| THE DATA |
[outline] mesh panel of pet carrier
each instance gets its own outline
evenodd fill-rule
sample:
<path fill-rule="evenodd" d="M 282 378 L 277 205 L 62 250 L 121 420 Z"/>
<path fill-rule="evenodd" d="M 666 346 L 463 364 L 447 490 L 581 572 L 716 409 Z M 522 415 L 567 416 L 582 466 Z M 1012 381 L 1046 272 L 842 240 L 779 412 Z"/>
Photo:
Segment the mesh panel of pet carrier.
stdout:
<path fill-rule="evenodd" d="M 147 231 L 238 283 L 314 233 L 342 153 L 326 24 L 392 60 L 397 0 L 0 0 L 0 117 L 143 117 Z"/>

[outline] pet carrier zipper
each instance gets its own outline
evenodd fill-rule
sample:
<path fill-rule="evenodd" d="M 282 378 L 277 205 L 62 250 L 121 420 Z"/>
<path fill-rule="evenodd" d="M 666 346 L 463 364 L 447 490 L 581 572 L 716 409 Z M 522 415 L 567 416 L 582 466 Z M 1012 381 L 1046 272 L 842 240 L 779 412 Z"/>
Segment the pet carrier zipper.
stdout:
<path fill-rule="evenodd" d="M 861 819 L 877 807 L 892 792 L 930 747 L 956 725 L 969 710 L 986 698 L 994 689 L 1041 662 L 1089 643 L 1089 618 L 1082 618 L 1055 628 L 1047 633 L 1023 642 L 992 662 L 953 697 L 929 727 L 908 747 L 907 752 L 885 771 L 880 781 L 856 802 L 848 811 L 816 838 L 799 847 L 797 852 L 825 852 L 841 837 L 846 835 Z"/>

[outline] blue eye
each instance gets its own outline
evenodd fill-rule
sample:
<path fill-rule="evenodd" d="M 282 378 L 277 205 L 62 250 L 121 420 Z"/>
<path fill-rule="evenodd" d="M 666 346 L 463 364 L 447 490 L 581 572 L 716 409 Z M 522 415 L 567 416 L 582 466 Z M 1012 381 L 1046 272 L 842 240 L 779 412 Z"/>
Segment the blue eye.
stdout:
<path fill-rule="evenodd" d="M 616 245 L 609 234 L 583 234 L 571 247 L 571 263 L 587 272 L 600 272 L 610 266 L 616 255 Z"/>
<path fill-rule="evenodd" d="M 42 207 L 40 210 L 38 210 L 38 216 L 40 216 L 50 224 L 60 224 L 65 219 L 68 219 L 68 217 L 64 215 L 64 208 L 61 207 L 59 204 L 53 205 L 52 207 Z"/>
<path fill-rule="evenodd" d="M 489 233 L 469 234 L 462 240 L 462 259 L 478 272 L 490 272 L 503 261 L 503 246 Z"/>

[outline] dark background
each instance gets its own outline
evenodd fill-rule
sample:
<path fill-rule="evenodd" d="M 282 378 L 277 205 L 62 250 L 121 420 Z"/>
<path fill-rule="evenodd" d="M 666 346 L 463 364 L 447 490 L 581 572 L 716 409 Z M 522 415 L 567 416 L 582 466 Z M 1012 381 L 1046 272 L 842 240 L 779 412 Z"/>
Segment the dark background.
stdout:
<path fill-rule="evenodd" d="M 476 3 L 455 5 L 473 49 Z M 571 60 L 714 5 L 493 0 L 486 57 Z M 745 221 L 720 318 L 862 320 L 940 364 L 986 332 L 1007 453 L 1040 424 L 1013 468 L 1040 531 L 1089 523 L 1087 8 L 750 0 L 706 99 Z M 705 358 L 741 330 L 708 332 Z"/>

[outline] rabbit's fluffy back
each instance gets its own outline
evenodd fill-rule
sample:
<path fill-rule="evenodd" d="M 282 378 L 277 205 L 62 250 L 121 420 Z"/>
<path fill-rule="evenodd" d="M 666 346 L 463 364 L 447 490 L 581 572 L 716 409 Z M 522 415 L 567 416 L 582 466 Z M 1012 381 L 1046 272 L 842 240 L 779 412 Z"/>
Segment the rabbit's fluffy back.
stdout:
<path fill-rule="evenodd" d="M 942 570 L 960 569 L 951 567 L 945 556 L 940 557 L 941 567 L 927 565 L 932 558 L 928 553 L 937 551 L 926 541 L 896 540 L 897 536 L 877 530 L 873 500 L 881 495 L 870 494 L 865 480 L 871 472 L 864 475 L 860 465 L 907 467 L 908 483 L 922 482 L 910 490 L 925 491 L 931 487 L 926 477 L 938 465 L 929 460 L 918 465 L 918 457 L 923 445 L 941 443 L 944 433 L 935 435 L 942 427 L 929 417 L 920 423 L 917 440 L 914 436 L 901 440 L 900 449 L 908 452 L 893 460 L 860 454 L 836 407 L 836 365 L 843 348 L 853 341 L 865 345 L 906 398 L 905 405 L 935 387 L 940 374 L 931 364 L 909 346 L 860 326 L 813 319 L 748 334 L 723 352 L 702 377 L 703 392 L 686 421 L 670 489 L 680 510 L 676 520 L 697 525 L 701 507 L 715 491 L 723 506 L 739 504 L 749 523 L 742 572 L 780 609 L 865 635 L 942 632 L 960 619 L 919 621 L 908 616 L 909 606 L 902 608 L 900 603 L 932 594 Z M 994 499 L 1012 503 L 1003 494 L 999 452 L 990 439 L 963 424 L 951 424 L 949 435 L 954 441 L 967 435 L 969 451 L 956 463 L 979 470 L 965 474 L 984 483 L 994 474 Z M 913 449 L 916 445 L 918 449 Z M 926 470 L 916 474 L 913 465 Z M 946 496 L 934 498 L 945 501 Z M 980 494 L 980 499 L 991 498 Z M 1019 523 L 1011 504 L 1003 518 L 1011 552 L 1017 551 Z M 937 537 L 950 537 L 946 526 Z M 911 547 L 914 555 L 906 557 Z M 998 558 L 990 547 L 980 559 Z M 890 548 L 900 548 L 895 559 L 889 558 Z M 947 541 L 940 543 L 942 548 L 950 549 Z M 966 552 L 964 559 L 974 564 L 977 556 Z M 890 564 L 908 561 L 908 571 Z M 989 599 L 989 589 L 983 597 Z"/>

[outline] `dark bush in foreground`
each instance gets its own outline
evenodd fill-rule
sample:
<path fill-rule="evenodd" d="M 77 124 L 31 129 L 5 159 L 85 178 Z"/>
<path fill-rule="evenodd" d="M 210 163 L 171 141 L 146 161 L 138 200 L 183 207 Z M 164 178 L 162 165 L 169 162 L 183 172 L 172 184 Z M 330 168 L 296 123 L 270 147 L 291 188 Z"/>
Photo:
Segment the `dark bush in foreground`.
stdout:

| THE EXERCISE |
Copy the material from its start up to and including the line containing "489 233 L 469", adding 55 to every coordinate in the answer outlines and leaving the requests and their sample outlines unchanged.

| RESULT OF THIS TASK |
[outline] mesh panel of pet carrier
each instance gets its own outline
evenodd fill-rule
sample:
<path fill-rule="evenodd" d="M 282 378 L 277 205 L 62 250 L 121 420 Z"/>
<path fill-rule="evenodd" d="M 666 346 L 463 364 L 447 490 L 581 572 L 716 409 Z M 522 415 L 567 416 L 582 466 Z M 1012 381 L 1046 272 L 842 240 L 779 412 Z"/>
Photo:
Segment the mesh panel of pet carrier.
stdout:
<path fill-rule="evenodd" d="M 202 286 L 293 338 L 369 288 L 397 208 L 381 79 L 447 115 L 452 55 L 55 55 L 55 172 L 198 172 Z"/>

[outline] pet carrier zipper
each instance gets its own outline
evenodd fill-rule
sample:
<path fill-rule="evenodd" d="M 282 378 L 277 205 L 62 250 L 121 420 Z"/>
<path fill-rule="evenodd" d="M 666 346 L 463 364 L 447 490 L 581 572 L 716 409 Z M 522 415 L 567 416 L 582 466 Z M 1012 381 L 1046 272 L 842 240 L 779 412 Z"/>
Segment the pet carrier zipper.
stdout:
<path fill-rule="evenodd" d="M 916 874 L 932 862 L 947 847 L 985 802 L 1011 780 L 1024 765 L 1041 753 L 1049 744 L 1096 717 L 1144 698 L 1144 673 L 1137 673 L 1110 683 L 1102 688 L 1078 697 L 1047 717 L 1008 752 L 984 782 L 963 802 L 962 807 L 940 826 L 935 836 L 911 857 L 903 866 L 871 893 L 854 902 L 852 907 L 880 907 L 896 892 L 901 890 Z"/>

[outline] blue eye
each instance gets its own outline
evenodd fill-rule
sample:
<path fill-rule="evenodd" d="M 282 378 L 277 205 L 62 250 L 121 420 Z"/>
<path fill-rule="evenodd" d="M 666 346 L 463 364 L 447 490 L 581 572 L 716 409 Z M 522 415 L 567 416 L 582 466 Z M 1012 381 L 1046 272 L 842 240 L 779 412 Z"/>
Segment the blue eye.
stdout:
<path fill-rule="evenodd" d="M 671 300 L 664 289 L 638 289 L 626 302 L 626 318 L 642 327 L 655 327 L 665 321 L 671 310 Z"/>
<path fill-rule="evenodd" d="M 97 262 L 95 265 L 93 265 L 93 271 L 95 271 L 105 279 L 115 279 L 120 274 L 123 274 L 123 272 L 119 270 L 119 263 L 116 262 L 114 259 L 108 260 L 107 262 Z"/>
<path fill-rule="evenodd" d="M 544 288 L 524 289 L 517 295 L 517 314 L 533 327 L 545 327 L 558 316 L 558 301 Z"/>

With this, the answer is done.